Such an astronomical bill, which is supposed to provide for childcare, healthcare, education, climate change, and other Democratic priorities, would amount to “fiscal insanity,” he added.
Next, Manchin outlined his concerns with inflation, arguing that the Democrats blindness to the implications of sweeping spending sprees “ignores the everyday reality that America’s families continue to pay an unavoidable inflation tax.”
While he explained that he supports making the wealthy and top earners “pay their fair share,” he said he believes hiking taxes should not come at the cost of “global competitiveness or the ability of millions of small businesses to compete with the Amazons of the world.”
Advocating for fiscal responsibility rather than a wholesale restructuring of the economy, which he implied he suspects progressive Democrats intend by their spending plan, Manchin affirmed: “the amount we spend now must be balanced with what we need and can afford- not designed to re-engineer the social and economic fabric of this nation for vengeful tax for the sake of wishful spending.”
On Tuesday, House Speaker Nancy Pelosi decided to pursue two separate tracks for the $1 trillion infrastructure bill and the $3.5 trillion reconciliation bill. As a result, the two pieces of legislation are no longer inextricably linked, fueling some progressive Democrats’ fears that the former could pass without the latter accompanying it.
For the reconciliation bill to pass in its current form, the Democrats backing it must secure a simple majority of 51 votes in the Senate, an increasingly unlikely scenario given that Manchin chose to double-down against it. Another obstacle Democrats face is moderate Democratic Senator Kristen Sinema, who has expressed similar qualms with the reconciliation bill as Manchin and will likely oppose it.

**THE PROBLEM**: Reproduce word for word the part of the text on the reconciliation bill from "On Tuesday, House" up to and including "latter accompanying it.". The listing has no role in this.

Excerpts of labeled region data
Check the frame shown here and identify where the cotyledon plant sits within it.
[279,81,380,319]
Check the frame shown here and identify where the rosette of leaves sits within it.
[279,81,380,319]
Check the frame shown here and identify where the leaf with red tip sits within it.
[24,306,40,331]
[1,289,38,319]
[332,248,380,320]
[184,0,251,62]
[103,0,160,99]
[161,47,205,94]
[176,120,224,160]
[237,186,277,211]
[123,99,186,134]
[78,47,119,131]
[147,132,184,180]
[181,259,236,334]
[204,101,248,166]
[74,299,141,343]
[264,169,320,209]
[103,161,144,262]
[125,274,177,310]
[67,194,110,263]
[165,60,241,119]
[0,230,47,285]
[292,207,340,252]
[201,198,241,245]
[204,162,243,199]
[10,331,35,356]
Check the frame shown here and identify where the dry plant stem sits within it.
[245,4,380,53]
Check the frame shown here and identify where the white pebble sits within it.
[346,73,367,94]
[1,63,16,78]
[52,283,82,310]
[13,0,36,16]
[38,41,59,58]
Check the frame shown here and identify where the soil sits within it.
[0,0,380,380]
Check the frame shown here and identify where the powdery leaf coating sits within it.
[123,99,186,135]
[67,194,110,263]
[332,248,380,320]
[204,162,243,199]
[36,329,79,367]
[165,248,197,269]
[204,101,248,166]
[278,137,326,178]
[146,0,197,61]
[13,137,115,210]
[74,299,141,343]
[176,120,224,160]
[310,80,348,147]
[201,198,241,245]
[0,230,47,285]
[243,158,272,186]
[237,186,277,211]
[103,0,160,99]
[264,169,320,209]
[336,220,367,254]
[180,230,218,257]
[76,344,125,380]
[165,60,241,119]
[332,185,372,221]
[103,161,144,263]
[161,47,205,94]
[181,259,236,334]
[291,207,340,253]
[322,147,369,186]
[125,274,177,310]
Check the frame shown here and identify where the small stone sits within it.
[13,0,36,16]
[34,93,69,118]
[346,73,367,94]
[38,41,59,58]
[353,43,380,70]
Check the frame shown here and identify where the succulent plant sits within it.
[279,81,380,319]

**SOLUTION TO THIS TASK**:
On Tuesday, House Speaker Nancy Pelosi decided to pursue two separate tracks for the $1 trillion infrastructure bill and the $3.5 trillion reconciliation bill. As a result, the two pieces of legislation are no longer inextricably linked, fueling some progressive Democrats’ fears that the former could pass without the latter accompanying it.